## PROBLEM DETAILS
Copy every line from the one containing "Q: Point out the woman in the" through the last line of the records below, both included, and nothing else.

## GIVEN RECORDS
------

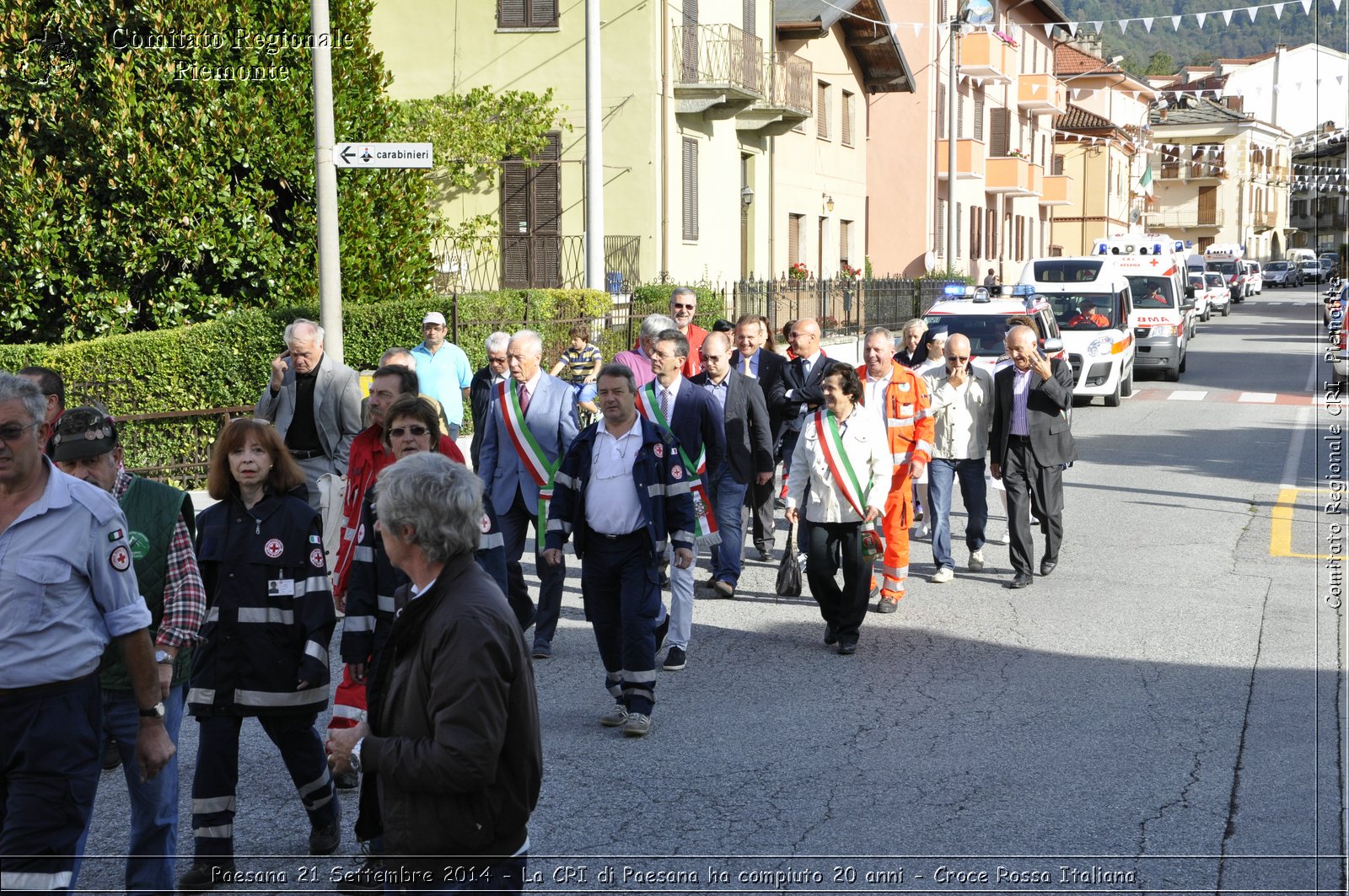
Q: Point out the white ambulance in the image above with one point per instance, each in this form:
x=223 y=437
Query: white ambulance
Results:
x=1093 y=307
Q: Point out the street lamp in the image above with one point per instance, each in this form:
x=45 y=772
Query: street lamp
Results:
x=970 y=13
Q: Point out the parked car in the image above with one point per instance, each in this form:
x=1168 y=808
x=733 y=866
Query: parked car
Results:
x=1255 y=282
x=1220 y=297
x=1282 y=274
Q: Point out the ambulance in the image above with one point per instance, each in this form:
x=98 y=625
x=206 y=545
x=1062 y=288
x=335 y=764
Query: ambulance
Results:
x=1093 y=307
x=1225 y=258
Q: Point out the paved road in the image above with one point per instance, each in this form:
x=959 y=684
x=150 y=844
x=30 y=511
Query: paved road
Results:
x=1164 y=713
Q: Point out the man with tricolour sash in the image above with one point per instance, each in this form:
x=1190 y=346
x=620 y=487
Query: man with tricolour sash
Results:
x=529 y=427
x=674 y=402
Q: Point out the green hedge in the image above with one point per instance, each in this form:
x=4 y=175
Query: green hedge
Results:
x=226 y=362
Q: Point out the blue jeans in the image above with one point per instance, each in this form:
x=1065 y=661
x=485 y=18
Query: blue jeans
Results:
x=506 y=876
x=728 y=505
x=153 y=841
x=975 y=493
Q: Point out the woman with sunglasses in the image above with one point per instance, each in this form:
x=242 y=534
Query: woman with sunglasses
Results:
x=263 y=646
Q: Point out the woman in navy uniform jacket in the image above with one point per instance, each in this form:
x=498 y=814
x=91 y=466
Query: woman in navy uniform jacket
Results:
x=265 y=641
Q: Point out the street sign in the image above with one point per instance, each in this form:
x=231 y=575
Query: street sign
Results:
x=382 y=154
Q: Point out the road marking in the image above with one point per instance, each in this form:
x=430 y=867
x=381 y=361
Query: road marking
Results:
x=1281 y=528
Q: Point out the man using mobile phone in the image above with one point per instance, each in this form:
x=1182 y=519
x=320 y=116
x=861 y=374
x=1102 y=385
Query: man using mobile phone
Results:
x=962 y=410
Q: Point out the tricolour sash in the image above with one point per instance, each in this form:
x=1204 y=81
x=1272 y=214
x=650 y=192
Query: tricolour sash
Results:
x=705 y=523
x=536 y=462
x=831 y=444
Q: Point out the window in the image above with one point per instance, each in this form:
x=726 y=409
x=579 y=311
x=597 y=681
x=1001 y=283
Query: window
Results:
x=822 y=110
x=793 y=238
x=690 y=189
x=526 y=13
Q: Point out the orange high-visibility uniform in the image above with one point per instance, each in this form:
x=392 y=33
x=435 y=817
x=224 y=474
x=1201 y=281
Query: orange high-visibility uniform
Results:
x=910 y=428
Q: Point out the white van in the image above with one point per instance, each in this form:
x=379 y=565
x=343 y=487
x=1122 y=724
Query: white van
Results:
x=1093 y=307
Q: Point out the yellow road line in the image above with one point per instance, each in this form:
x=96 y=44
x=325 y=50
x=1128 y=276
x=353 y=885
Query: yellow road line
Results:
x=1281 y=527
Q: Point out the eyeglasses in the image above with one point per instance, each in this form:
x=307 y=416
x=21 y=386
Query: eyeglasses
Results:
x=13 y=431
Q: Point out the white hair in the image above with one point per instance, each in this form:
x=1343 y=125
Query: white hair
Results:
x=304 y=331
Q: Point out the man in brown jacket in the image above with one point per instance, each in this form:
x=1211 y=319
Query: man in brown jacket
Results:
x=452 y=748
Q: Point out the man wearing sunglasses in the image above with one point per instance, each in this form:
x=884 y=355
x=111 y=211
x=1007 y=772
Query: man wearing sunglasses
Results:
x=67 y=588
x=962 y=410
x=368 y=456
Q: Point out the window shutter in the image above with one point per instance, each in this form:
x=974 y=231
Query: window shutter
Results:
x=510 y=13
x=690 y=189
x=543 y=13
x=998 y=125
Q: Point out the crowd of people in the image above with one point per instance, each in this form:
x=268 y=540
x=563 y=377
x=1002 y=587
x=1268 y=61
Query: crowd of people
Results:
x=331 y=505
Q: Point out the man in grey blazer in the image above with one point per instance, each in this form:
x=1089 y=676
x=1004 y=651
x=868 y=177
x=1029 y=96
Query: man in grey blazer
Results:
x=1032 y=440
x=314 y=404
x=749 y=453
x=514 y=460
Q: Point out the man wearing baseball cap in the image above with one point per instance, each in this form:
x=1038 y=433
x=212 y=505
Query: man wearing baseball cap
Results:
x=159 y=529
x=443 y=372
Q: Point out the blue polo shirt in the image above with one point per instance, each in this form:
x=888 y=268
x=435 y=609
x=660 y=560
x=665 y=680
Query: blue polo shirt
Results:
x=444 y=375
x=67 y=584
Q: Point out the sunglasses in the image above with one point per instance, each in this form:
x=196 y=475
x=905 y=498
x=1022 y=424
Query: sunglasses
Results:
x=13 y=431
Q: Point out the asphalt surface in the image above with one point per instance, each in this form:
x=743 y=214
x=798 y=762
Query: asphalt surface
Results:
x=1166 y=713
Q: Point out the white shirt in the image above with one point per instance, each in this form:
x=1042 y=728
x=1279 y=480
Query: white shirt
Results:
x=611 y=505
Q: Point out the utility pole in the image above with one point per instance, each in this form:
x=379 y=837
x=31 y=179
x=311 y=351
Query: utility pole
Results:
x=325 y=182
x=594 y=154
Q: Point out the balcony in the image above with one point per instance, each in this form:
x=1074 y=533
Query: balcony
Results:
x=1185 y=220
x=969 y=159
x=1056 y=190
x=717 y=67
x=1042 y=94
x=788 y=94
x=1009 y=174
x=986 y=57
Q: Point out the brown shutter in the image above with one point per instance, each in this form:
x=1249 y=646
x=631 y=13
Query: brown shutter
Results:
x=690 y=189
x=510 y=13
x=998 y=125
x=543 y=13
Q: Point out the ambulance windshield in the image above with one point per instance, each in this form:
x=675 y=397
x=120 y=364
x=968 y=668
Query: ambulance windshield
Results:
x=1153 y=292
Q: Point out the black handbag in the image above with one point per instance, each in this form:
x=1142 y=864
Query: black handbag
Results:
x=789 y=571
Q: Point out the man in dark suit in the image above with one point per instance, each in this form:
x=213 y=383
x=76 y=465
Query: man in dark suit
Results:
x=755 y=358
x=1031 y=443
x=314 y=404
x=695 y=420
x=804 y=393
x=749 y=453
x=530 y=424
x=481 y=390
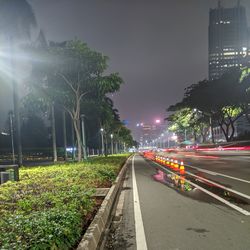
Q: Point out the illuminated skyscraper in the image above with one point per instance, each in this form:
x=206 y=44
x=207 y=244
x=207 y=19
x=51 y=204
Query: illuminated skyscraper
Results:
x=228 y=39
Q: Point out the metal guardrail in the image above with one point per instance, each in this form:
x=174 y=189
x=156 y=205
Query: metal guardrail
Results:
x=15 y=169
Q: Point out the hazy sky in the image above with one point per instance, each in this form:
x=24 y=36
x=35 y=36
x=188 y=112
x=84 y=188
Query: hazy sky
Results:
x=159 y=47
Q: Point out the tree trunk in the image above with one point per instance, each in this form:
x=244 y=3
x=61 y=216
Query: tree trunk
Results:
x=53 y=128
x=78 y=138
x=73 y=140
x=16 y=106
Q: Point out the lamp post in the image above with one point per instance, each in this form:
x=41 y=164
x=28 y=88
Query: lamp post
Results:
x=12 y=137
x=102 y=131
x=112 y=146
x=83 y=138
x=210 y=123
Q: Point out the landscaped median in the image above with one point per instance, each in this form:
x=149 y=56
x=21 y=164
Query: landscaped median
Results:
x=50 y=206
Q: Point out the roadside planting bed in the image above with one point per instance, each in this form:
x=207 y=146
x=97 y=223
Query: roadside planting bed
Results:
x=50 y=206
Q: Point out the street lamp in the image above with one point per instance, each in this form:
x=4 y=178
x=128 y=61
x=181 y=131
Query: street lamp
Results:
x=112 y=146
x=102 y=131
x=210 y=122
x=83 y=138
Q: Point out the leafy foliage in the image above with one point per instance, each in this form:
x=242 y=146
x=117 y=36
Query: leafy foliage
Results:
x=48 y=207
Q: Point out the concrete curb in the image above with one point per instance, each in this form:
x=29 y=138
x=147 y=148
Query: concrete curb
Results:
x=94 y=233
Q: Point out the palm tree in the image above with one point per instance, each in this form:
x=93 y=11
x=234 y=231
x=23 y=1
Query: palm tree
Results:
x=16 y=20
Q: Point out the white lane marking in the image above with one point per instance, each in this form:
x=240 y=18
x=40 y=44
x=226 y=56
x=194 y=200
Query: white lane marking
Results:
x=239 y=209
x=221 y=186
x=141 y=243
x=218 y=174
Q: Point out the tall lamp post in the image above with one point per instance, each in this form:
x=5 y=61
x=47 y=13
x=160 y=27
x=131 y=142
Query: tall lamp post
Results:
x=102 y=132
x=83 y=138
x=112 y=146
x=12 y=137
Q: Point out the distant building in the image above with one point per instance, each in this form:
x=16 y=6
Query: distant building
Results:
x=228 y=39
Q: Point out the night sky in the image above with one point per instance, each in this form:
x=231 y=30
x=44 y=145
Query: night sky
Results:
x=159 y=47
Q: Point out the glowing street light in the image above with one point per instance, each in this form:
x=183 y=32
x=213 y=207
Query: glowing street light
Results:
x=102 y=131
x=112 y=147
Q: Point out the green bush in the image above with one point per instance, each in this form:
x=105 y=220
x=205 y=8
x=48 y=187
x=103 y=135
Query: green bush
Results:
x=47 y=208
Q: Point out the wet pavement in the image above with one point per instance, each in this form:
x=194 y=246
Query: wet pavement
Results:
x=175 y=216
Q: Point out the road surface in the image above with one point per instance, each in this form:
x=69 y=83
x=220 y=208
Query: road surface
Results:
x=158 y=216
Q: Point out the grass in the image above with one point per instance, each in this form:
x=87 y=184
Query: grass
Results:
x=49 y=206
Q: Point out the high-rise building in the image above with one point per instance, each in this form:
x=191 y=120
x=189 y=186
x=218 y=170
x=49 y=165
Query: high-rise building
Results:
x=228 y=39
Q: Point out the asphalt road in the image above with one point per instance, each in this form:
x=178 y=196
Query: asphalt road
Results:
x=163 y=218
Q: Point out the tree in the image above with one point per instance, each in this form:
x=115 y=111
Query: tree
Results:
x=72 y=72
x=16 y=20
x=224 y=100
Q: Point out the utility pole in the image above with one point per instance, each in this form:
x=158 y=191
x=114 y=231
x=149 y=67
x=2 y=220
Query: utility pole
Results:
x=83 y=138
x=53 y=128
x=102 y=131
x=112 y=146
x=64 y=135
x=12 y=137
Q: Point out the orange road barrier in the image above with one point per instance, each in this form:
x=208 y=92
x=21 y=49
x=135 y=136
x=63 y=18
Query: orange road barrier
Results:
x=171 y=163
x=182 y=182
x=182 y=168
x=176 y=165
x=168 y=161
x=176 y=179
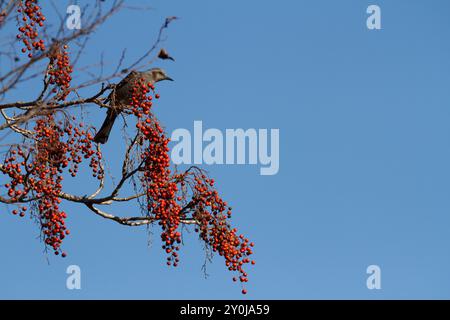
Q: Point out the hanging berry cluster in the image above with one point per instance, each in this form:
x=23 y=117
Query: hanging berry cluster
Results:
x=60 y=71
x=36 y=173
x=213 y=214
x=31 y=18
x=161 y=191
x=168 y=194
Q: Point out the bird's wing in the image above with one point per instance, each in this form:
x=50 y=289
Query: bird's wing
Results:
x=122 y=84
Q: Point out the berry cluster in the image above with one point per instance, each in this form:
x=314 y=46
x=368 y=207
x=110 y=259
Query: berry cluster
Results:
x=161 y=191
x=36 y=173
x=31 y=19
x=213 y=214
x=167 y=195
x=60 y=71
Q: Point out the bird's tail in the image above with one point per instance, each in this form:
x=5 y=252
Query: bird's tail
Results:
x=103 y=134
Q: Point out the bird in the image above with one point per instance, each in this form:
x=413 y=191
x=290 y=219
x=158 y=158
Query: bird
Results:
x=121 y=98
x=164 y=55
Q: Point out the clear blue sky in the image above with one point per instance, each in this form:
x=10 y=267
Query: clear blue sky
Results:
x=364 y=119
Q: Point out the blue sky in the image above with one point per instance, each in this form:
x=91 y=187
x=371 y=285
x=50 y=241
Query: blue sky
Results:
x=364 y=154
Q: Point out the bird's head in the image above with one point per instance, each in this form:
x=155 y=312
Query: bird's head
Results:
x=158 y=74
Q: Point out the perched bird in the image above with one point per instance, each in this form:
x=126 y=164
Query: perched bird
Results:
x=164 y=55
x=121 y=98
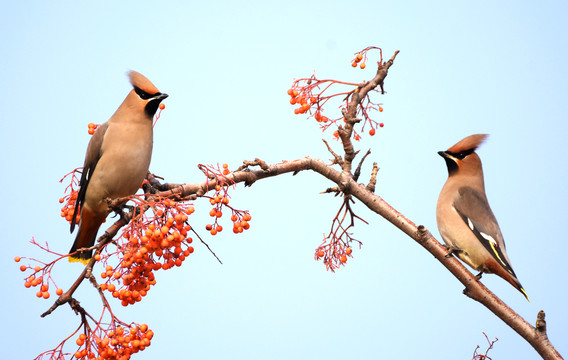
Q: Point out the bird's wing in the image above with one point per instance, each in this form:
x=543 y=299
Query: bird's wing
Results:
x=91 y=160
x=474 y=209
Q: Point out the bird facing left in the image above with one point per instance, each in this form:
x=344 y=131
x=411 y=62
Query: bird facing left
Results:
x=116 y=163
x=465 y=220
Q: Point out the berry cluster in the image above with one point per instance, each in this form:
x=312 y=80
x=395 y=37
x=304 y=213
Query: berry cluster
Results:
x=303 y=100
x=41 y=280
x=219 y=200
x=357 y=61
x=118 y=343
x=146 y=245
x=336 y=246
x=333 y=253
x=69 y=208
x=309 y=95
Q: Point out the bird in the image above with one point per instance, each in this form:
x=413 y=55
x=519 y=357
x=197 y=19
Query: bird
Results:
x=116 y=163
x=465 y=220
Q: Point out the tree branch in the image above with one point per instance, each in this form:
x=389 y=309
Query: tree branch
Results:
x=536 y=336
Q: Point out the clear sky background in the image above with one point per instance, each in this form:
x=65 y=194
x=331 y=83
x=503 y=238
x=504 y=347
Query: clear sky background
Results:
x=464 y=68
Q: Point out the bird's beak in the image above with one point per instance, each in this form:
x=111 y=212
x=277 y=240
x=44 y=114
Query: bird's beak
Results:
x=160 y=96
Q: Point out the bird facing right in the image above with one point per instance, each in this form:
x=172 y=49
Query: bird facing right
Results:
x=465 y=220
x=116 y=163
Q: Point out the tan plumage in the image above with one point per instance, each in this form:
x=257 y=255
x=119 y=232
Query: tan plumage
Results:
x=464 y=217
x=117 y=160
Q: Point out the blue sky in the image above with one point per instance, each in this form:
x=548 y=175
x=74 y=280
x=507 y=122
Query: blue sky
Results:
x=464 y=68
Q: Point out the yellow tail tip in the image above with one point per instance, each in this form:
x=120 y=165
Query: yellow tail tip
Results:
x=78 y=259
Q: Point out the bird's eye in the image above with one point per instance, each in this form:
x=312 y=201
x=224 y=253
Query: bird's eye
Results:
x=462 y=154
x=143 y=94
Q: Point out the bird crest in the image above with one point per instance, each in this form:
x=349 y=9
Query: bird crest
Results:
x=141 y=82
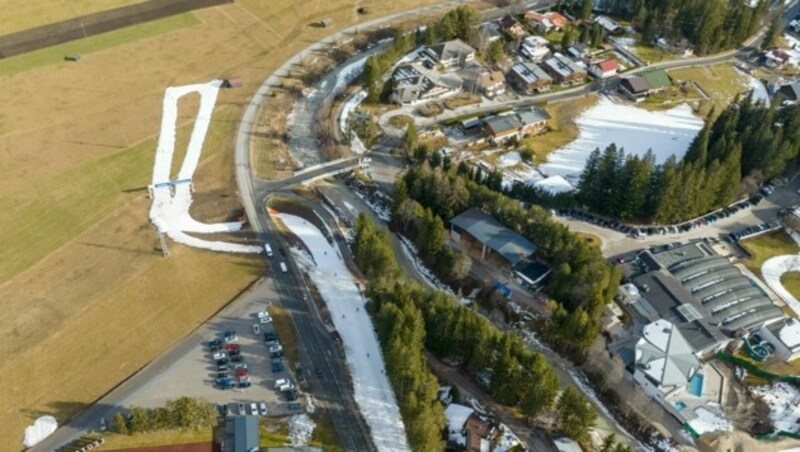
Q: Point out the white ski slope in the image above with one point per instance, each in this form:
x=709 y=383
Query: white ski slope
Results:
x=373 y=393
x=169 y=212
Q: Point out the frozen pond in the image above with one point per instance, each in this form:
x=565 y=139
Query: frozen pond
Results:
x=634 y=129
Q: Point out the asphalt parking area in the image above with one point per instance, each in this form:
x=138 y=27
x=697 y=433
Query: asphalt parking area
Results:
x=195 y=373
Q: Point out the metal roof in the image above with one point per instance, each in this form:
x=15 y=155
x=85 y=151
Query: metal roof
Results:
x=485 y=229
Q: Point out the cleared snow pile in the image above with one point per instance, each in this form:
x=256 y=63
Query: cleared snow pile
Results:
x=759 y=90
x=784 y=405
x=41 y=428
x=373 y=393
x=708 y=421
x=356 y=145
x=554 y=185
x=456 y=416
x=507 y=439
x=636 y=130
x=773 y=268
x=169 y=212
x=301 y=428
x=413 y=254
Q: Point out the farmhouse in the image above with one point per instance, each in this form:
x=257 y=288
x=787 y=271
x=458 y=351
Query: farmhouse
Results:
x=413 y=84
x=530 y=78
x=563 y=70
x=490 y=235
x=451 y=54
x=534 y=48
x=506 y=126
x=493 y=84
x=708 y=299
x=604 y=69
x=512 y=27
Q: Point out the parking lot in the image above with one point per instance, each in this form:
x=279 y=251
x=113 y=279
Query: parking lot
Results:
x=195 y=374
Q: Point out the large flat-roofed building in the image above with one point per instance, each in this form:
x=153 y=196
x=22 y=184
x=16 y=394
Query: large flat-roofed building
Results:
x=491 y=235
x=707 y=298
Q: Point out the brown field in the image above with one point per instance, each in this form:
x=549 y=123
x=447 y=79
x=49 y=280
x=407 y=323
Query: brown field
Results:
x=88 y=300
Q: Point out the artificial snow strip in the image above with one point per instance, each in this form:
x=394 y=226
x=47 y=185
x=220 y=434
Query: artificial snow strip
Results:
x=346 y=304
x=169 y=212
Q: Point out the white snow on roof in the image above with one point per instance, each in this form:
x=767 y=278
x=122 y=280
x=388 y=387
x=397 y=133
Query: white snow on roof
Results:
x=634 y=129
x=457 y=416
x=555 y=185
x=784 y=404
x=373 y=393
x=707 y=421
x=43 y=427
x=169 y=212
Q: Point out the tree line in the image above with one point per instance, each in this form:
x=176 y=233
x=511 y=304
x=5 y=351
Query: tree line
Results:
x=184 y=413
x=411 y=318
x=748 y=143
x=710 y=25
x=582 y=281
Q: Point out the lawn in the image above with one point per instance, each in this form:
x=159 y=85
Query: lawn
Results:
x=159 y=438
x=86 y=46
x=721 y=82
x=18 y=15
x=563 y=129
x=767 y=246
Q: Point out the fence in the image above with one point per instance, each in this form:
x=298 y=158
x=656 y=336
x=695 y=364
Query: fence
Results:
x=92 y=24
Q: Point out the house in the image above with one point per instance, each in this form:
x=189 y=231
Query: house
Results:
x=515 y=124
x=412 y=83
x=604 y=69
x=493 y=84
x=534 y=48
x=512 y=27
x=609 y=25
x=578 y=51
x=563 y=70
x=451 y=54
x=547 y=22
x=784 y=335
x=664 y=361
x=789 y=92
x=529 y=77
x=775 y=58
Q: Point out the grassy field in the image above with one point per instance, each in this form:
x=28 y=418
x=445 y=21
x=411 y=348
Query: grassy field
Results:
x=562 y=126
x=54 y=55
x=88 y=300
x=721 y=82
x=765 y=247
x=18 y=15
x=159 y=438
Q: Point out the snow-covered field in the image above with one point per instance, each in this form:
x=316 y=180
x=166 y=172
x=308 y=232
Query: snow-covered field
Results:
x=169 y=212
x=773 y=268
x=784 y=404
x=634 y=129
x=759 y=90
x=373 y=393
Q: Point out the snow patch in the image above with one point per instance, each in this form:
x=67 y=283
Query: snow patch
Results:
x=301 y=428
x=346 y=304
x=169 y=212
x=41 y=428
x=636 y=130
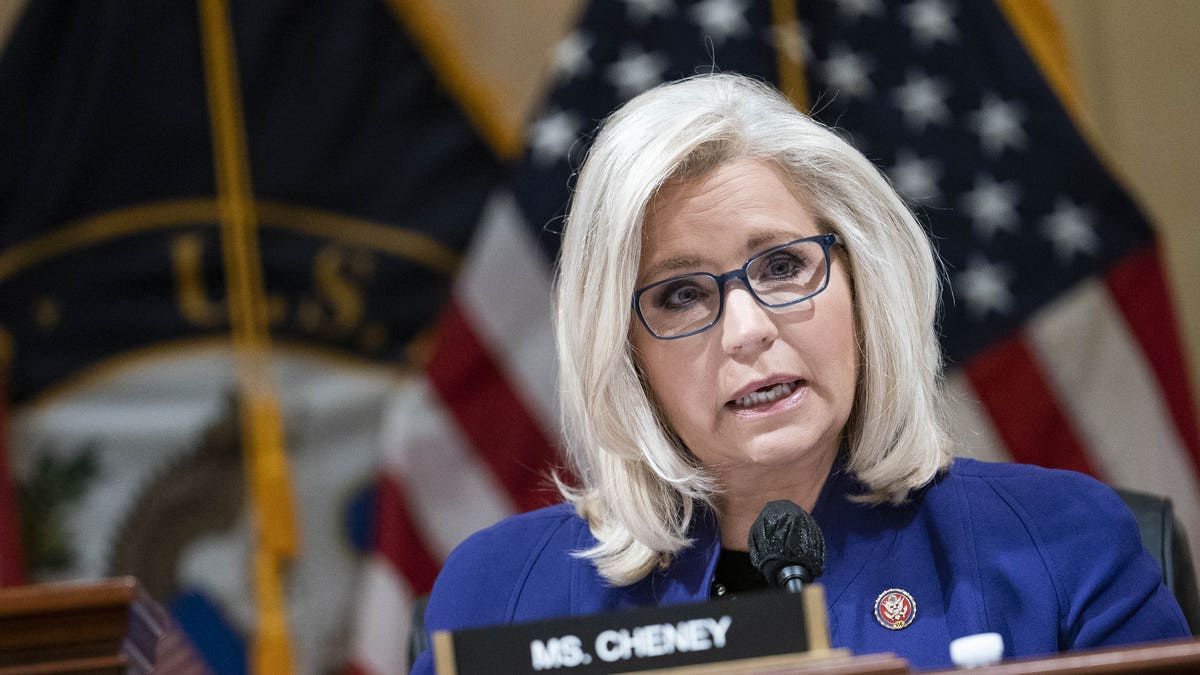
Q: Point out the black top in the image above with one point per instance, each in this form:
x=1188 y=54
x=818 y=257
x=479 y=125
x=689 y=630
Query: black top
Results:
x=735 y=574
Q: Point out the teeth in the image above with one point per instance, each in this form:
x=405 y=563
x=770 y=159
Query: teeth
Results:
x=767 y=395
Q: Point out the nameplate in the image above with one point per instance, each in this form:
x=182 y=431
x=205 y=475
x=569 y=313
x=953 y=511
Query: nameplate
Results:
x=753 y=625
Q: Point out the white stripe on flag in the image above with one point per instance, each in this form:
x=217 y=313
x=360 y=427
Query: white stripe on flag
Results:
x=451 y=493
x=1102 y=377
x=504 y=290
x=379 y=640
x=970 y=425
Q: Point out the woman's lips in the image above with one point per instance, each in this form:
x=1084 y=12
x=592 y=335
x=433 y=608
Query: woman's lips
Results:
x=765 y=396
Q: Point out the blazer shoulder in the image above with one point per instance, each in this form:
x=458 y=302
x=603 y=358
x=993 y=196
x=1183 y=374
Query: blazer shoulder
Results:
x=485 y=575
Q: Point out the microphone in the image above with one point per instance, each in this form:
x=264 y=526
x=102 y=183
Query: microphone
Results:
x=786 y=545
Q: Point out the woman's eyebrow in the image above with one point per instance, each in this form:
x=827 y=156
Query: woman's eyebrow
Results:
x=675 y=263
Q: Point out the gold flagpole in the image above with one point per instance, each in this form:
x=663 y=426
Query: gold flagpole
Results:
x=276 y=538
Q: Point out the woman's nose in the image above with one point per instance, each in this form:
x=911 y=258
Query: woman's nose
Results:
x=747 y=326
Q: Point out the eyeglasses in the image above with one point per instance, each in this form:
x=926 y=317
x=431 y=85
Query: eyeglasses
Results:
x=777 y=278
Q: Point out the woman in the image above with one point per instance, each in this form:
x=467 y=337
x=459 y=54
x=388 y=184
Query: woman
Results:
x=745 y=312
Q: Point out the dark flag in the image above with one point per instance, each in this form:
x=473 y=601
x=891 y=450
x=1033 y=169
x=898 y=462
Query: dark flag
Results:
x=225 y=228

------

## WRITTEN RESPONSE
Q: Point out the woman in the image above with one point per instance, each in this form:
x=467 y=337
x=459 y=54
x=388 y=184
Query: woman
Results:
x=745 y=312
Q: Point out the dark flag in the image above with one point per instance, each in this form:
x=473 y=601
x=891 y=450
x=1033 y=169
x=898 y=462
Query: dark flag
Results:
x=225 y=228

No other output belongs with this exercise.